● DATA RECORDS
..............................
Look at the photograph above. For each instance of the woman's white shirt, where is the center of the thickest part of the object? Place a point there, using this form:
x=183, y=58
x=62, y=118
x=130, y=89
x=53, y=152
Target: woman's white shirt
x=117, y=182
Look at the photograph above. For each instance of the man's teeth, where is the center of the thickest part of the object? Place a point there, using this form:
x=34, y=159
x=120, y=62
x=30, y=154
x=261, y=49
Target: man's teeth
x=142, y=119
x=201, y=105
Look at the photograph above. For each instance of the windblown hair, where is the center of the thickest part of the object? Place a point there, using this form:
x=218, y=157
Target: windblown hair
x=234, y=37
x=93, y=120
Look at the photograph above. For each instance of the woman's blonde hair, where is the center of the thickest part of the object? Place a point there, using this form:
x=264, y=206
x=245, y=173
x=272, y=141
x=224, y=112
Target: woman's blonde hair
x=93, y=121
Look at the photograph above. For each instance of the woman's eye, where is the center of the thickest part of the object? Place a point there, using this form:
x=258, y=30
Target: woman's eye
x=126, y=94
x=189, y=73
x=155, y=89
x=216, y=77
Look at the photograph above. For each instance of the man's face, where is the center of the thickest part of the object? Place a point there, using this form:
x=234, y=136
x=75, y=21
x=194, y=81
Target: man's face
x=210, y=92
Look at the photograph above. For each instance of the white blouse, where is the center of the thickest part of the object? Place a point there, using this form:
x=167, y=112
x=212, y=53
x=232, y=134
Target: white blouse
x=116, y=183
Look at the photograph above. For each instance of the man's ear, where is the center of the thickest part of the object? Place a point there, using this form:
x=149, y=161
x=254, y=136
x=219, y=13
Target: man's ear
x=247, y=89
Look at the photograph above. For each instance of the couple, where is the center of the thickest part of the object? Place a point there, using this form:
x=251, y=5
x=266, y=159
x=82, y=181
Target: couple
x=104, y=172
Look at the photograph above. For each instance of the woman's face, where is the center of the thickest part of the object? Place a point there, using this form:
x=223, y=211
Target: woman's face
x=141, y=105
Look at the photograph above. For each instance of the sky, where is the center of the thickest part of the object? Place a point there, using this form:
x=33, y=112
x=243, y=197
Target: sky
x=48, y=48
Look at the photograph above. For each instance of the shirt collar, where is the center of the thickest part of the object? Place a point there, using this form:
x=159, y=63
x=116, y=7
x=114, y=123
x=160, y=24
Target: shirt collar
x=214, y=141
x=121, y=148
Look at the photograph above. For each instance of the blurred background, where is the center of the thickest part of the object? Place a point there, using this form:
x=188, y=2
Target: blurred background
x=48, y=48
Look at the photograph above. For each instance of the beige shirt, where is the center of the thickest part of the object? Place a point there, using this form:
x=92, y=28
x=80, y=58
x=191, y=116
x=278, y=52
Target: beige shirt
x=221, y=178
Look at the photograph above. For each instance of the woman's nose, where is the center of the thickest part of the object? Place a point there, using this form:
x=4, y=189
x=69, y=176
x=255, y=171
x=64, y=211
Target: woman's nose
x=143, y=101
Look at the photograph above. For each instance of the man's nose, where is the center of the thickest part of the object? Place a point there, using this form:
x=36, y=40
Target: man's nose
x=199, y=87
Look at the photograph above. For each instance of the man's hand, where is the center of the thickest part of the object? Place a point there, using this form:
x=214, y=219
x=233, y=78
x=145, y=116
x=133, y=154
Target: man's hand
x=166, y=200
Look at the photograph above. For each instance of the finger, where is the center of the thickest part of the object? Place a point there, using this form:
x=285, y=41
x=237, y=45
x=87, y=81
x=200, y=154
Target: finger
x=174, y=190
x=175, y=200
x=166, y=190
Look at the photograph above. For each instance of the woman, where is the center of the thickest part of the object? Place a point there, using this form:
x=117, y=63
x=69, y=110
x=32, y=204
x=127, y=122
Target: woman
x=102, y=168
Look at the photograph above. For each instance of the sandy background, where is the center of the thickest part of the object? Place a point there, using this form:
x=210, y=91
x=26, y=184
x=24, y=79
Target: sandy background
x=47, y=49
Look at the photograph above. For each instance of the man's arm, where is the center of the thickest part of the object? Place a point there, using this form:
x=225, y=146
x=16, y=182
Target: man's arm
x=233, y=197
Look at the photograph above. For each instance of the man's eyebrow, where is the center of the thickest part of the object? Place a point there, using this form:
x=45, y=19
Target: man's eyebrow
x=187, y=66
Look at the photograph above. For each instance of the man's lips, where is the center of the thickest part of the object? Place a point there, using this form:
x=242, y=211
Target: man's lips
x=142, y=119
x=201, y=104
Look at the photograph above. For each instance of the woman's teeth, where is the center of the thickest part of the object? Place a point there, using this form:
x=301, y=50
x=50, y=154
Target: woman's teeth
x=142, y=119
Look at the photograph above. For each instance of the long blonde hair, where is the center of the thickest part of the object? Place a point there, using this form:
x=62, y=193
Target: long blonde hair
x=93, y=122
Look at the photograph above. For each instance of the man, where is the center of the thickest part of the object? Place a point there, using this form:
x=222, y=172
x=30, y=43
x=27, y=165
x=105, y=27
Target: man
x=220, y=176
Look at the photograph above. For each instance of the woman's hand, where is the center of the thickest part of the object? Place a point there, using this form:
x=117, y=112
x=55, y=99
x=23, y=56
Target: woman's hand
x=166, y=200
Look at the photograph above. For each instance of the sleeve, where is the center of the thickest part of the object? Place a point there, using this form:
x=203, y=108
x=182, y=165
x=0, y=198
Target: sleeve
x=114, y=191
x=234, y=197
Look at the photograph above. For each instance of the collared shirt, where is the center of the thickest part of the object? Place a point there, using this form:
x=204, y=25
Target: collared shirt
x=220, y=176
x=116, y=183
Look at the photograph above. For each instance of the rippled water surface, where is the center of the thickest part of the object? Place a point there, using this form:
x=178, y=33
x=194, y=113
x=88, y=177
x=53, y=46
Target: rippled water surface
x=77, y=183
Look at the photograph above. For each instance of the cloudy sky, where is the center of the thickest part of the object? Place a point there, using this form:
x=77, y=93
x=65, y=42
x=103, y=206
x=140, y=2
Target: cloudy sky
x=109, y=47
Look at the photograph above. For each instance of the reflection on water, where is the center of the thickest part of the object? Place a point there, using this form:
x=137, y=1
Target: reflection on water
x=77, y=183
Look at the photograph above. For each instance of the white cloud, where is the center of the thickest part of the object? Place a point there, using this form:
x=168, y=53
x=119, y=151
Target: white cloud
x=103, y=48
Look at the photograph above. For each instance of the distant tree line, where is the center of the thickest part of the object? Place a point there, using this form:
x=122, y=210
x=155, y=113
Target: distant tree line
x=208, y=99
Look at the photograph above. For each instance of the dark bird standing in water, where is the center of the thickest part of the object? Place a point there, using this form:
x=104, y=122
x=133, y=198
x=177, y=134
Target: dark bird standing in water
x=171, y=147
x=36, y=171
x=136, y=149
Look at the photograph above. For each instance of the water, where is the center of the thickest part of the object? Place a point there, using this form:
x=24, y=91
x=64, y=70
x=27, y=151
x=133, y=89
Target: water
..............................
● REQUIRED TASK
Starting at the first line of the listing and ending with the line that has "x=117, y=182", write those lines out again with "shirt" swapped for "top" and nothing else changed. Give only those lines.

● REPLY
Look at the photograph above. For each instance of the woman's white top, where is the center of the thickest part of the object? Place a point there, using this form:
x=183, y=58
x=62, y=118
x=130, y=89
x=53, y=152
Target: woman's white top
x=117, y=182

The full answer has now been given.